(RECORDS FOR THIS TASK begins)
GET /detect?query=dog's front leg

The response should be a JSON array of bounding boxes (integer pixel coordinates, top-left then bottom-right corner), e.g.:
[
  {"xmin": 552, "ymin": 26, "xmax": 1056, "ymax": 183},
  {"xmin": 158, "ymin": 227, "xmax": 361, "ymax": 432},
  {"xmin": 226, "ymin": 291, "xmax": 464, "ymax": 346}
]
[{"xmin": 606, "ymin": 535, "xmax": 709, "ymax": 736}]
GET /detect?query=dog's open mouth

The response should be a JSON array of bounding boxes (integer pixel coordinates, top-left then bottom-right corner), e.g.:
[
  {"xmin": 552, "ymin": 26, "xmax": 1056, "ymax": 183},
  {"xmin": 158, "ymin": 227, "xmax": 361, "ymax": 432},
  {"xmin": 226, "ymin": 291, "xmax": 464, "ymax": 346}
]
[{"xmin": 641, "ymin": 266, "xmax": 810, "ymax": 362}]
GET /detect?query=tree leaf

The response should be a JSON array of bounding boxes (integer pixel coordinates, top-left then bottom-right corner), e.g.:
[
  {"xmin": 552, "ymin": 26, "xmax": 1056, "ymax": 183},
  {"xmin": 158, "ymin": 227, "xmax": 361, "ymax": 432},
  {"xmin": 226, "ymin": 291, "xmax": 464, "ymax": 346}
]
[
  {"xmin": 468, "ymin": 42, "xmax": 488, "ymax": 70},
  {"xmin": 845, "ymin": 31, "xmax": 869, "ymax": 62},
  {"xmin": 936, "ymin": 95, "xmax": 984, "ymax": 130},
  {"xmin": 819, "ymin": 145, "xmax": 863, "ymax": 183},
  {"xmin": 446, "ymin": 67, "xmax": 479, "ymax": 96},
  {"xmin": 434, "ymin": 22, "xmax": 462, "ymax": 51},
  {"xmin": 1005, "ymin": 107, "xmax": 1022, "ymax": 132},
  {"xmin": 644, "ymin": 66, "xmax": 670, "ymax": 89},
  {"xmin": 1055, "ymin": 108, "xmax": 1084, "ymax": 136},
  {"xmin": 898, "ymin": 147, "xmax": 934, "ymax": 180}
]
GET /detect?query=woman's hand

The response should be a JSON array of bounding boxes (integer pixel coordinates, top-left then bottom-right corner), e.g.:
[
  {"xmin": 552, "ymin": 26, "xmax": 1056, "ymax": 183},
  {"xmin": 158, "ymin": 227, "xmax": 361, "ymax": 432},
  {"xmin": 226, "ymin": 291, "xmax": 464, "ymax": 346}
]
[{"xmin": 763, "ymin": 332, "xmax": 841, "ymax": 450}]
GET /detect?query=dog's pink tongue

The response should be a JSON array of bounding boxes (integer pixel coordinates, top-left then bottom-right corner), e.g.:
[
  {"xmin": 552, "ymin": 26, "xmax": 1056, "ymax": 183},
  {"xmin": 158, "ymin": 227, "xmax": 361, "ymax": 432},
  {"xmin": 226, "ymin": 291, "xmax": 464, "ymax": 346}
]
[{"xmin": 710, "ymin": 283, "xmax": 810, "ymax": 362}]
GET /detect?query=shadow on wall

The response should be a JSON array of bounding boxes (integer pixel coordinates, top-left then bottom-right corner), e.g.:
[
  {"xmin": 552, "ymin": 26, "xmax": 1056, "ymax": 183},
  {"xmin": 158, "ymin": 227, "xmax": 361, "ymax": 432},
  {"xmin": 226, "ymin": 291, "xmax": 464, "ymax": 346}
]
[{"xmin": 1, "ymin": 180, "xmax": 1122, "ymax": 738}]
(RECORDS FOR THIS TASK ends)
(RECORDS FOR THIS TASK begins)
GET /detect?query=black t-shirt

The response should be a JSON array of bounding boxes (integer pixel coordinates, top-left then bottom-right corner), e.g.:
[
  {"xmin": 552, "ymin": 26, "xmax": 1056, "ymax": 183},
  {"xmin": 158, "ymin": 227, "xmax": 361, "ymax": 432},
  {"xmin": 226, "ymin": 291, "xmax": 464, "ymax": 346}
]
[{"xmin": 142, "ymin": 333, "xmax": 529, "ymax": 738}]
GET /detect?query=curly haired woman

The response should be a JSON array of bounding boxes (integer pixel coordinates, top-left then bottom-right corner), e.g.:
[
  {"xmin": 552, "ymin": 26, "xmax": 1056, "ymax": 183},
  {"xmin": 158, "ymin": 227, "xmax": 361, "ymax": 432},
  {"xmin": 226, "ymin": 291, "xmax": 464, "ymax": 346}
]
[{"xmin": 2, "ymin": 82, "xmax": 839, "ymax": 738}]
(RECORDS FOR THIS TASK ends)
(RECORDS FOR THIS TASK begins)
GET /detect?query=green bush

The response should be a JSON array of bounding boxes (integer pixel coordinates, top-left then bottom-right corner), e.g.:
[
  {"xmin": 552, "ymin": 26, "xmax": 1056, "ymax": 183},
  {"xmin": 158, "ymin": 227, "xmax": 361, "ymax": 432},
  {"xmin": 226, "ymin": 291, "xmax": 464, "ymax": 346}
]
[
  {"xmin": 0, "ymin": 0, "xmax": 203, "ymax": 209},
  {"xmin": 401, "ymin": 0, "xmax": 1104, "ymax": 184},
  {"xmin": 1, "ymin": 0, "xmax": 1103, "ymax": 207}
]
(RECORDS FOR THIS TASK ends)
* DIRECTIONS
Please report the number of lines in the data that include "query", with no other words.

* TASK SOLUTION
9